Source data
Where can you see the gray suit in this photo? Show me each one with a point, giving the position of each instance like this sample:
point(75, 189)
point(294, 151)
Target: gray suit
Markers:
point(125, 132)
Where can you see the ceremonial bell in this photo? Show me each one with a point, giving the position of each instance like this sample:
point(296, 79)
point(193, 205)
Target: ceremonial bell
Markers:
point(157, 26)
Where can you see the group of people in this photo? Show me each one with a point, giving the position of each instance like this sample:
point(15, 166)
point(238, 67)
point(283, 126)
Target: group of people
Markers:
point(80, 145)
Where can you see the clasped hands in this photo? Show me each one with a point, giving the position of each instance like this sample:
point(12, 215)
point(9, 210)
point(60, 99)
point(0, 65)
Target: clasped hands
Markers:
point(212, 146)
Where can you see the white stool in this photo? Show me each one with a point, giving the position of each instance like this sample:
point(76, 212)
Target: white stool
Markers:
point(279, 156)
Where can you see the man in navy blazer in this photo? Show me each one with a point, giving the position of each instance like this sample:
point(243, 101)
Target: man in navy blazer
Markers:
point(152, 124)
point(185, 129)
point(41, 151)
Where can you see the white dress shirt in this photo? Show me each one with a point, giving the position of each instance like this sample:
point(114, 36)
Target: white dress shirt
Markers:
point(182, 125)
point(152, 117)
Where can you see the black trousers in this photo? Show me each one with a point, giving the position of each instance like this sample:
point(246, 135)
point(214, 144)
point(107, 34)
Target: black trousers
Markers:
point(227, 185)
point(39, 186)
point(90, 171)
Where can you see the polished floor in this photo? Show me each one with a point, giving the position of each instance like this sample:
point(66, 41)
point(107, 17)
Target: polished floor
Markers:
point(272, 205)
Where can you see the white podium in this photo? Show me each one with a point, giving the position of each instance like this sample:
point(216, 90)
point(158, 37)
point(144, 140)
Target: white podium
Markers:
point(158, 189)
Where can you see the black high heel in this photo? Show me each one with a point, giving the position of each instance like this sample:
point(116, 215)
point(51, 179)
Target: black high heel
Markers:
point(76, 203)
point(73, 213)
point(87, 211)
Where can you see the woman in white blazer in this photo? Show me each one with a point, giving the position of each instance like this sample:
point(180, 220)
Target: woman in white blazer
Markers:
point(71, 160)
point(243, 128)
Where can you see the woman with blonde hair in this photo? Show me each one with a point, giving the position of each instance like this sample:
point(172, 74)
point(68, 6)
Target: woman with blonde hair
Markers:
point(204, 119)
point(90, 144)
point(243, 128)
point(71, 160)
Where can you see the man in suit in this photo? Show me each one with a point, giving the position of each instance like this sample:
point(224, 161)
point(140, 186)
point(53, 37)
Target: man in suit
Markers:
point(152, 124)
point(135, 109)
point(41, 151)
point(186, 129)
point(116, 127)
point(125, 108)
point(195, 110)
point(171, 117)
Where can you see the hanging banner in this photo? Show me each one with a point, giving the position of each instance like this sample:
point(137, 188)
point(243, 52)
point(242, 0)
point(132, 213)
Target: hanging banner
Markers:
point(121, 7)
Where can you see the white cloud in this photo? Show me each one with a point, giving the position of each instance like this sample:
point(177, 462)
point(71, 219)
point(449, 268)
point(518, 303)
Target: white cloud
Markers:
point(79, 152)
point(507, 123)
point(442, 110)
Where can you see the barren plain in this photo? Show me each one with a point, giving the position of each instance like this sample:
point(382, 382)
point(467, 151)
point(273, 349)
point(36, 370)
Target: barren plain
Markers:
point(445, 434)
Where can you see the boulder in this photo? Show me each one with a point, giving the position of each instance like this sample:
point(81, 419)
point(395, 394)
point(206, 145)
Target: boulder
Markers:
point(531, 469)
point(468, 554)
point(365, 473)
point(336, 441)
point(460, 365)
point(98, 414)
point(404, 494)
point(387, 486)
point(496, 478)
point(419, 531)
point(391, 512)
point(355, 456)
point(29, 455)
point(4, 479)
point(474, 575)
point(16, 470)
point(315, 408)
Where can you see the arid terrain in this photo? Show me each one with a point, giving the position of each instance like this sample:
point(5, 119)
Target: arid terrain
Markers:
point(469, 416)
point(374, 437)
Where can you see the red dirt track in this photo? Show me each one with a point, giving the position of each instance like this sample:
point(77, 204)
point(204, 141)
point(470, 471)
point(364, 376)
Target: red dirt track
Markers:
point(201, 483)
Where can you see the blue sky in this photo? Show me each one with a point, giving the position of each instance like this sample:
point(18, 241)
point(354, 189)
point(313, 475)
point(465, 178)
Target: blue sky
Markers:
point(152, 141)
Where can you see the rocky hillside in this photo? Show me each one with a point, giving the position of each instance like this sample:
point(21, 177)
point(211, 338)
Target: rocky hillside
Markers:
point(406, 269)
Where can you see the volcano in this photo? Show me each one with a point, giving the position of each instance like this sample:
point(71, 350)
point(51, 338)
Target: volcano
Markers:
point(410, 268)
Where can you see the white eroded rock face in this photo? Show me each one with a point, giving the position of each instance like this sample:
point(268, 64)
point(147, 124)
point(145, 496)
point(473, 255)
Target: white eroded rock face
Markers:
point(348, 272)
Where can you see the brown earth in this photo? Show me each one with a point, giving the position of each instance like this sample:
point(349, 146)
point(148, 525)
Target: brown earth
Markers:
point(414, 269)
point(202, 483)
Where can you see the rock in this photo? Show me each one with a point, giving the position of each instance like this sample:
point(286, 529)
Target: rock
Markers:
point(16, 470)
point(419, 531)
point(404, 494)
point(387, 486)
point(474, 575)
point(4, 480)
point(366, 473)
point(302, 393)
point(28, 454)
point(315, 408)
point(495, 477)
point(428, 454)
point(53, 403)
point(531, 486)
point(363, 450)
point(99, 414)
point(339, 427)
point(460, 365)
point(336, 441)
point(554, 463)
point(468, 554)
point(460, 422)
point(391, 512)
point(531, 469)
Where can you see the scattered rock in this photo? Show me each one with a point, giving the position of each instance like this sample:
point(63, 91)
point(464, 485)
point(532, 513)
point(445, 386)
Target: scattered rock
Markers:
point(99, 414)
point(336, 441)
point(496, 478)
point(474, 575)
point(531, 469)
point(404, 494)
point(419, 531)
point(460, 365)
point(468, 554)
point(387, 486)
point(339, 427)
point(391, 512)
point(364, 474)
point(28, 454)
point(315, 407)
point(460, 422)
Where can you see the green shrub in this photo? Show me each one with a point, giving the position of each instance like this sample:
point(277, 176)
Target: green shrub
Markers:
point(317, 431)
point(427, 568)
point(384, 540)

■ EXERCISE GOAL: Look through the records and copy every line that has the word "floor".

■ OUTPUT:
Where can you see the polished floor in this photo? Show me each one with a point, giving the position of each instance like this sample:
Target: polished floor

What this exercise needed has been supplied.